**Input for this task:**
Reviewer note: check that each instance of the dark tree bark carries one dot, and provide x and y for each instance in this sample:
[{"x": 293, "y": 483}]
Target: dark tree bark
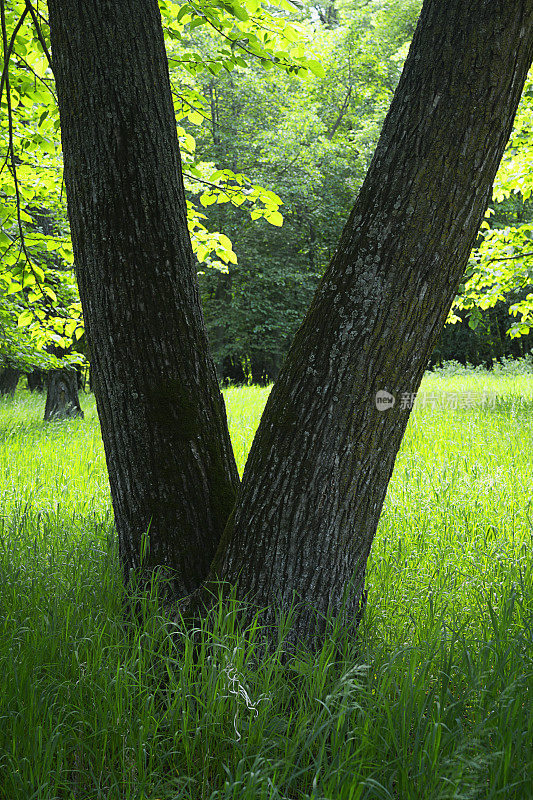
[
  {"x": 9, "y": 378},
  {"x": 320, "y": 464},
  {"x": 62, "y": 400},
  {"x": 36, "y": 381},
  {"x": 163, "y": 420},
  {"x": 321, "y": 461}
]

**Exercise instructions:**
Set every line of the records down again exactly, and exclude all pictures.

**Task solution:**
Reviewer note: check that each instance of the dark tree bark carries one dot, and provide x and y for each instance in this sample:
[{"x": 293, "y": 483}]
Target: dark tree bark
[
  {"x": 9, "y": 378},
  {"x": 320, "y": 464},
  {"x": 62, "y": 400},
  {"x": 36, "y": 381},
  {"x": 163, "y": 420},
  {"x": 321, "y": 461}
]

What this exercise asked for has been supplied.